» **Work to be completed**: Can you write out every line again from the one containing "Annotation task — mark the reflection" through the end of the entries, requests included, adding 125 to each x and y coordinate in the answers but leaving the requests and their format samples unchanged? Leave the pictures out.

» **Stored data entries**:
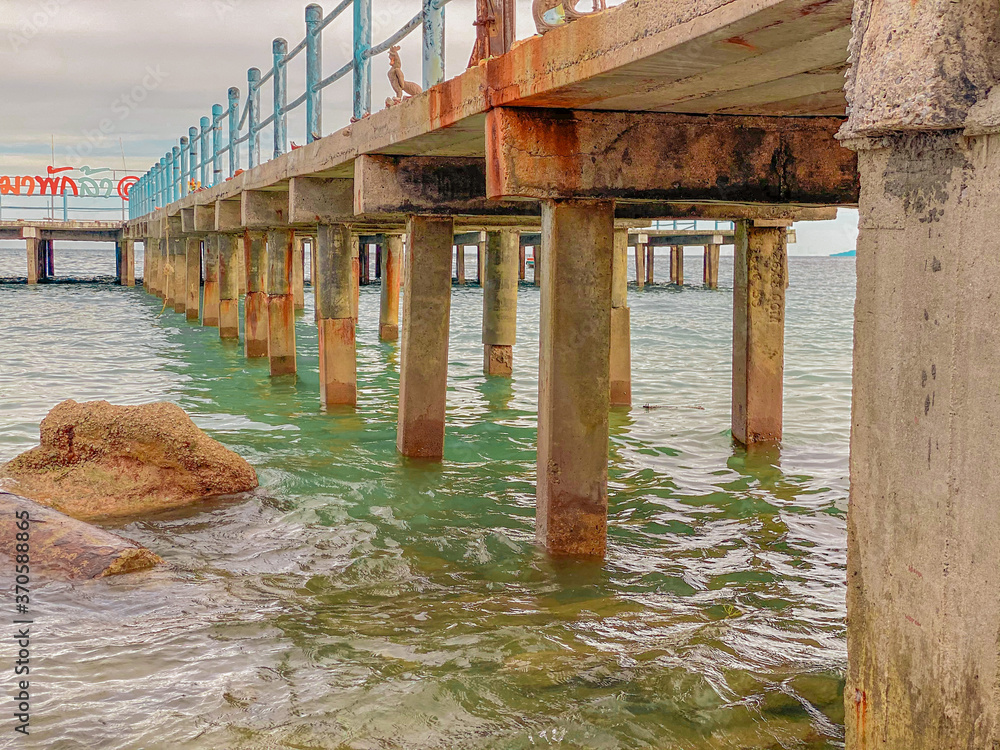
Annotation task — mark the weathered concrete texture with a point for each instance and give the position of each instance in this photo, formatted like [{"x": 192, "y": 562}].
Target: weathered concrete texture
[
  {"x": 760, "y": 271},
  {"x": 230, "y": 249},
  {"x": 392, "y": 259},
  {"x": 335, "y": 302},
  {"x": 210, "y": 313},
  {"x": 920, "y": 66},
  {"x": 548, "y": 153},
  {"x": 255, "y": 326},
  {"x": 500, "y": 302},
  {"x": 620, "y": 372},
  {"x": 423, "y": 373},
  {"x": 192, "y": 299},
  {"x": 710, "y": 267},
  {"x": 573, "y": 379},
  {"x": 923, "y": 525},
  {"x": 280, "y": 302}
]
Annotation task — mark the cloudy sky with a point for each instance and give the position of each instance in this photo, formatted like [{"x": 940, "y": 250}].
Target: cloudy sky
[{"x": 91, "y": 79}]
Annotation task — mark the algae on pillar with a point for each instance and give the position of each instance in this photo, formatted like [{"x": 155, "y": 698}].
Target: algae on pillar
[
  {"x": 280, "y": 302},
  {"x": 573, "y": 376},
  {"x": 423, "y": 374},
  {"x": 760, "y": 270},
  {"x": 500, "y": 302},
  {"x": 335, "y": 284}
]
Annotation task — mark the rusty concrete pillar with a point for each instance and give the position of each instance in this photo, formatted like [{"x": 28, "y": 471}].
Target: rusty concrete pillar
[
  {"x": 760, "y": 269},
  {"x": 280, "y": 302},
  {"x": 192, "y": 298},
  {"x": 423, "y": 374},
  {"x": 335, "y": 281},
  {"x": 230, "y": 247},
  {"x": 500, "y": 302},
  {"x": 620, "y": 373},
  {"x": 255, "y": 312},
  {"x": 573, "y": 379},
  {"x": 392, "y": 259},
  {"x": 299, "y": 274},
  {"x": 210, "y": 305},
  {"x": 33, "y": 246},
  {"x": 710, "y": 271}
]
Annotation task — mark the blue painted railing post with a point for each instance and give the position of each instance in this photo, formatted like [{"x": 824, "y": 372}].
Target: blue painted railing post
[
  {"x": 279, "y": 48},
  {"x": 362, "y": 64},
  {"x": 185, "y": 163},
  {"x": 175, "y": 183},
  {"x": 234, "y": 130},
  {"x": 253, "y": 117},
  {"x": 193, "y": 136},
  {"x": 433, "y": 43},
  {"x": 206, "y": 127},
  {"x": 314, "y": 71},
  {"x": 216, "y": 144}
]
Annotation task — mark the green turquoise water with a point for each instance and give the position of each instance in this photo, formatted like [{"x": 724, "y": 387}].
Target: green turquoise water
[{"x": 358, "y": 600}]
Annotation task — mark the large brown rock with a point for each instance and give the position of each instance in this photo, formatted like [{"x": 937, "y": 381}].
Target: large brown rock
[{"x": 98, "y": 460}]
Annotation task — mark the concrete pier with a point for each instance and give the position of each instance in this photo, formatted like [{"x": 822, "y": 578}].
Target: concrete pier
[
  {"x": 280, "y": 302},
  {"x": 423, "y": 375},
  {"x": 230, "y": 247},
  {"x": 573, "y": 379},
  {"x": 500, "y": 302},
  {"x": 210, "y": 304},
  {"x": 760, "y": 271},
  {"x": 710, "y": 267},
  {"x": 335, "y": 283},
  {"x": 392, "y": 260},
  {"x": 255, "y": 309},
  {"x": 620, "y": 372},
  {"x": 192, "y": 298}
]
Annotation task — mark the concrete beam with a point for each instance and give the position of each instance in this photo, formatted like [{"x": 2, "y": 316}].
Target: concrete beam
[{"x": 542, "y": 153}]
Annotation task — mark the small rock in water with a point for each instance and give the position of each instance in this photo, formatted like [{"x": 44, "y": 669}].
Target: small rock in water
[{"x": 98, "y": 460}]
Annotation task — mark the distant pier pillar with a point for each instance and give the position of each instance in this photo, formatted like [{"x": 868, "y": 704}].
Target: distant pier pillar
[
  {"x": 392, "y": 260},
  {"x": 230, "y": 248},
  {"x": 620, "y": 372},
  {"x": 192, "y": 299},
  {"x": 573, "y": 378},
  {"x": 500, "y": 302},
  {"x": 423, "y": 375},
  {"x": 255, "y": 313},
  {"x": 760, "y": 270},
  {"x": 335, "y": 282},
  {"x": 299, "y": 273},
  {"x": 710, "y": 269},
  {"x": 211, "y": 304},
  {"x": 280, "y": 302}
]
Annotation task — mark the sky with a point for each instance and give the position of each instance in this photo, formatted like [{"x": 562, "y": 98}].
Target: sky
[{"x": 115, "y": 83}]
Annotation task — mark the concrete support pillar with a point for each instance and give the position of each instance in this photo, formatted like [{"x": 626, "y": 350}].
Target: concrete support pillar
[
  {"x": 255, "y": 325},
  {"x": 710, "y": 271},
  {"x": 760, "y": 269},
  {"x": 423, "y": 376},
  {"x": 280, "y": 302},
  {"x": 192, "y": 300},
  {"x": 620, "y": 372},
  {"x": 500, "y": 302},
  {"x": 33, "y": 247},
  {"x": 230, "y": 247},
  {"x": 640, "y": 265},
  {"x": 299, "y": 274},
  {"x": 392, "y": 260},
  {"x": 210, "y": 313},
  {"x": 335, "y": 283},
  {"x": 573, "y": 379}
]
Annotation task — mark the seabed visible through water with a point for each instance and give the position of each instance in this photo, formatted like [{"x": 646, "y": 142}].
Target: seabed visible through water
[{"x": 360, "y": 600}]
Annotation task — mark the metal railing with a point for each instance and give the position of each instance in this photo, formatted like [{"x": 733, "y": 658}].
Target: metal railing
[{"x": 197, "y": 160}]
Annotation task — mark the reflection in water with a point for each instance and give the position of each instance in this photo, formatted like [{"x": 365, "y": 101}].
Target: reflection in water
[{"x": 358, "y": 600}]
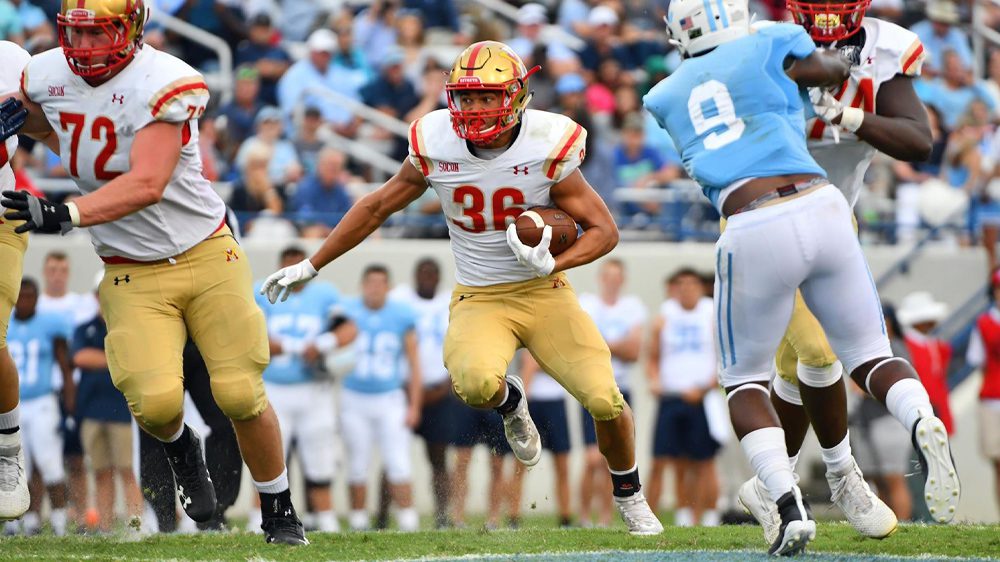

» **Exercise output**:
Annotation task — mark the reflection in water with a point for each instance and give the position of each instance in this photo, formatted like [{"x": 365, "y": 101}].
Target: reflection in water
[{"x": 483, "y": 725}]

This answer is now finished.